• WHAT NEEDS TO BE DONE
Please format everything from the start of the data down to and including the line containing "pixel 599 506" as a Markdown table with two columns, Row and Data line, giving each line its own numbered row and skipping blank lines.

• SUPPLIED MATERIAL
»»
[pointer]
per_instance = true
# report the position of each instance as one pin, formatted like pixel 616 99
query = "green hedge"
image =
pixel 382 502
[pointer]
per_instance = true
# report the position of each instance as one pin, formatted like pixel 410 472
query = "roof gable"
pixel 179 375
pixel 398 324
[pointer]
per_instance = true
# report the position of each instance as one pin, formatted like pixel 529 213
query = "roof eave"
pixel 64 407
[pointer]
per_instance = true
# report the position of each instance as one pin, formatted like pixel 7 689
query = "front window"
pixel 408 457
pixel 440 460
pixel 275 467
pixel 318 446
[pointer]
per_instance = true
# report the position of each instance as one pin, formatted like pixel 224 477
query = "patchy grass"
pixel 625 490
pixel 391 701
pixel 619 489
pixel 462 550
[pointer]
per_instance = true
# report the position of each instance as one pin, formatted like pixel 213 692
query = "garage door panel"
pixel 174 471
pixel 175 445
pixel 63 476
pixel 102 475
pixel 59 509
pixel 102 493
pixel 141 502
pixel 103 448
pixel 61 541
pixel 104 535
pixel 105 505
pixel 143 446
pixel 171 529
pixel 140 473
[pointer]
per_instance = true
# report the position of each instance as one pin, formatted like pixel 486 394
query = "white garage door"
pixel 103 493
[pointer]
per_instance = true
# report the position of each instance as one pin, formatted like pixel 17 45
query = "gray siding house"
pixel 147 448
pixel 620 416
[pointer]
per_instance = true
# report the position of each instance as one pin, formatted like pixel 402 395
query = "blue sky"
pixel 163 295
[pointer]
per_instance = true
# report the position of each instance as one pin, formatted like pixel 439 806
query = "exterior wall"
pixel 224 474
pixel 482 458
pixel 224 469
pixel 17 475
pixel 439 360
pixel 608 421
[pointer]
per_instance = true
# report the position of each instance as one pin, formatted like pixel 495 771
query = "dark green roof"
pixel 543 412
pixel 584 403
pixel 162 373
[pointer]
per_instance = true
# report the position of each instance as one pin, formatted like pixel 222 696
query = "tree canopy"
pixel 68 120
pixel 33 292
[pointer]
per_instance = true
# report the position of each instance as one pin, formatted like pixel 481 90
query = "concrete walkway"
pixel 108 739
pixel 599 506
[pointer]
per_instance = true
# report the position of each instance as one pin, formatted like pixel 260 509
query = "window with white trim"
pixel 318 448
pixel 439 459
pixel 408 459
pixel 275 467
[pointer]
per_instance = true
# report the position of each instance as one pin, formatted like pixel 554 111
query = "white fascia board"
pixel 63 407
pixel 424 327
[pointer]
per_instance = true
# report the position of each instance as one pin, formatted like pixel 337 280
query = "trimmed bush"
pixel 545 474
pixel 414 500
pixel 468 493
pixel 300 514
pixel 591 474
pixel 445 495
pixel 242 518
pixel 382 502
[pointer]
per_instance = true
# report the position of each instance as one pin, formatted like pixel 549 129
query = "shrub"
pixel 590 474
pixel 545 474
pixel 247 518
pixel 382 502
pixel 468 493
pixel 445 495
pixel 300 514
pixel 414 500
««
• CORRECT RESULT
| Row | Data line |
|---|---|
| 1 | [pointer] |
| 2 | per_instance = true |
| 3 | # report the position of each instance as one pin, formatted like pixel 616 99 |
| 4 | query = "green hedge" |
| 5 | image = |
| 6 | pixel 382 502 |
| 7 | [pointer] |
| 8 | per_instance = true |
| 9 | # report the position of each instance as one pin, formatted like pixel 410 472 |
| 10 | query = "roof gable" |
| 11 | pixel 179 375 |
| 12 | pixel 398 324 |
| 13 | [pointer] |
| 14 | per_instance = true |
| 15 | # report the position of each instance as one pin, formatted like pixel 529 213 |
| 16 | query = "roof eave" |
| 17 | pixel 64 407 |
| 18 | [pointer] |
| 19 | per_instance = true |
| 20 | # report the position of each instance as one pin, formatted like pixel 7 689 |
| 21 | query = "front window" |
| 22 | pixel 408 457 |
| 23 | pixel 440 460 |
| 24 | pixel 275 467 |
| 25 | pixel 318 446 |
| 26 | [pointer] |
| 27 | per_instance = true |
| 28 | # report the position of each instance as one pin, formatted like pixel 224 477 |
| 29 | query = "patchy grass" |
| 30 | pixel 625 490 |
| 31 | pixel 391 701 |
| 32 | pixel 619 489 |
| 33 | pixel 462 550 |
| 34 | [pointer] |
| 35 | per_instance = true |
| 36 | # report the position of each instance as one pin, formatted like pixel 213 692 |
| 37 | query = "garage door panel" |
| 38 | pixel 174 471 |
| 39 | pixel 175 445 |
| 40 | pixel 63 476 |
| 41 | pixel 102 475 |
| 42 | pixel 59 509 |
| 43 | pixel 102 493 |
| 44 | pixel 141 502 |
| 45 | pixel 103 448 |
| 46 | pixel 61 541 |
| 47 | pixel 104 535 |
| 48 | pixel 105 505 |
| 49 | pixel 143 446 |
| 50 | pixel 171 529 |
| 51 | pixel 140 473 |
| 52 | [pointer] |
| 53 | per_instance = true |
| 54 | # report the position of each instance as one pin, formatted like pixel 486 394 |
| 55 | query = "white garage door" |
| 56 | pixel 103 493 |
| 57 | [pointer] |
| 58 | per_instance = true |
| 59 | # report the position of each instance as one pin, formatted like pixel 17 45 |
| 60 | query = "gray siding house" |
| 61 | pixel 147 448 |
| 62 | pixel 620 416 |
| 63 | [pointer] |
| 64 | per_instance = true |
| 65 | # report the position of each instance as one pin, formatted like pixel 402 395 |
| 66 | query = "blue sky" |
| 67 | pixel 163 295 |
| 68 | [pointer] |
| 69 | per_instance = true |
| 70 | # report the position of each instance as one pin, formatted like pixel 439 806 |
| 71 | query = "exterior wall" |
| 72 | pixel 224 474 |
| 73 | pixel 482 458 |
| 74 | pixel 224 469 |
| 75 | pixel 17 475 |
| 76 | pixel 439 360 |
| 77 | pixel 608 421 |
| 78 | [pointer] |
| 79 | per_instance = true |
| 80 | # report the position of each instance as one pin, formatted like pixel 495 771 |
| 81 | query = "dark green roof" |
| 82 | pixel 543 412 |
| 83 | pixel 584 403 |
| 84 | pixel 162 373 |
| 85 | [pointer] |
| 86 | per_instance = true |
| 87 | # report the position of each instance as one pin, formatted like pixel 222 696 |
| 88 | query = "tree canopy" |
| 89 | pixel 68 120 |
| 90 | pixel 33 292 |
| 91 | [pointer] |
| 92 | per_instance = true |
| 93 | # report the position of each instance as one pin, formatted like pixel 481 90 |
| 94 | query = "concrete walkway" |
| 95 | pixel 108 739 |
| 96 | pixel 599 506 |